Si mon lecteur redoute la chaleur, la cohue, et l’émulation importune des industriels entassés à grands frais dans une foire-modèle, dans un bazar-monstre, il peut se rassurer tout de suite. Je ne le conduirai point à l’exposition des produits de l’industrie. Je serois un fort mauvais guide pour lui dans ce pays-là, et il peut m’en croire sur parole, car l’espèce quotidienne de littérature à laquelle j’appartiens n’est pas sujette à se décrier aux enchères. C’est que je n’entends rien du tout à l’industrie, et que Dieu m’a placé fort à propos dans un siècle où elle n’a presque plus rien à produire. Je n’aurois pas avancé sa besogne.

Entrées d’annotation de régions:
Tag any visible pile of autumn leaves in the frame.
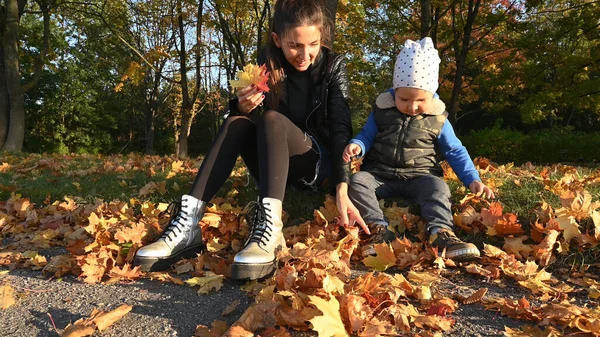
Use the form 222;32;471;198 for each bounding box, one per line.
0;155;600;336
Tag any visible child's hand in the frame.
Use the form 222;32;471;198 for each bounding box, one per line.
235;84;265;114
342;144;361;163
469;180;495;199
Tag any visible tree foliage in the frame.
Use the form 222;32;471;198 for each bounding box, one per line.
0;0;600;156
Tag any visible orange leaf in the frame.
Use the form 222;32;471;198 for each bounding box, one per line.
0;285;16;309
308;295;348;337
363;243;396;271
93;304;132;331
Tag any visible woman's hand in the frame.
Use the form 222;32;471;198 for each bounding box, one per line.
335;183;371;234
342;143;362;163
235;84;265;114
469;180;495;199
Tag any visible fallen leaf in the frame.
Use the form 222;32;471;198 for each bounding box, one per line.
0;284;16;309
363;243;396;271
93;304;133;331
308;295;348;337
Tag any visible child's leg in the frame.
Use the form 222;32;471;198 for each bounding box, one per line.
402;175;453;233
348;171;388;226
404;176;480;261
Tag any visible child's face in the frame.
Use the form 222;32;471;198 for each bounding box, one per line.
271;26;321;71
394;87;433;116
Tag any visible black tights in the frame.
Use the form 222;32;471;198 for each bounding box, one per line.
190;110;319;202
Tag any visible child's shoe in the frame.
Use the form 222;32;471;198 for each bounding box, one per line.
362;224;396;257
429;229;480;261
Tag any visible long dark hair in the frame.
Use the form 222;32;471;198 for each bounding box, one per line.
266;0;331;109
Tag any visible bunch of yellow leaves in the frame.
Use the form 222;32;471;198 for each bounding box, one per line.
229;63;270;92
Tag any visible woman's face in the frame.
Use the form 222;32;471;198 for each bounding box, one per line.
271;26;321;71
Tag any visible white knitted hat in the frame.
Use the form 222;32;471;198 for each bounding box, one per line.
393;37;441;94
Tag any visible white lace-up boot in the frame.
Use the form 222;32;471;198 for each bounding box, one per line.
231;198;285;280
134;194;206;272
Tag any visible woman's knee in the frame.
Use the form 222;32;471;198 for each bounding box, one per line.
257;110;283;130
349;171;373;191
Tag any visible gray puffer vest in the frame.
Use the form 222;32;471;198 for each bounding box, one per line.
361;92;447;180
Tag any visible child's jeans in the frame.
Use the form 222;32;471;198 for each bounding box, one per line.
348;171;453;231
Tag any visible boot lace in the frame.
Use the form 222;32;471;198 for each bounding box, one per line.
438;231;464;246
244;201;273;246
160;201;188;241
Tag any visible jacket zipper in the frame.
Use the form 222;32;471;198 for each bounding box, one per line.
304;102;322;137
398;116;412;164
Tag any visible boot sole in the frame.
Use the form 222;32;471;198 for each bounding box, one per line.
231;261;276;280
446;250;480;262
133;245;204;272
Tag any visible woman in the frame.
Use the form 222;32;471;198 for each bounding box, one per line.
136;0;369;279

_Consigne_
Dites si chacune des affirmations suivantes s’accorde avec le texte source. Répondez par oui ou par non et citez mot pour mot les termes du texte qui tranchent la question. (a) Le texte annonce que le lecteur sera conduit à l’exposition des produits de l’industrie. (b) Celui qui parle déclare ne rien comprendre à l’industrie. (c) Selon le texte, l’industrie a encore beaucoup à produire dans ce siècle.

_Résultat_
(a) Non : « Je ne le conduirai point à l’exposition des produits de l’industrie. »
(b) Oui : « je n’entends rien du tout à l’industrie »
(c) Non : « elle n’a presque plus rien à produire »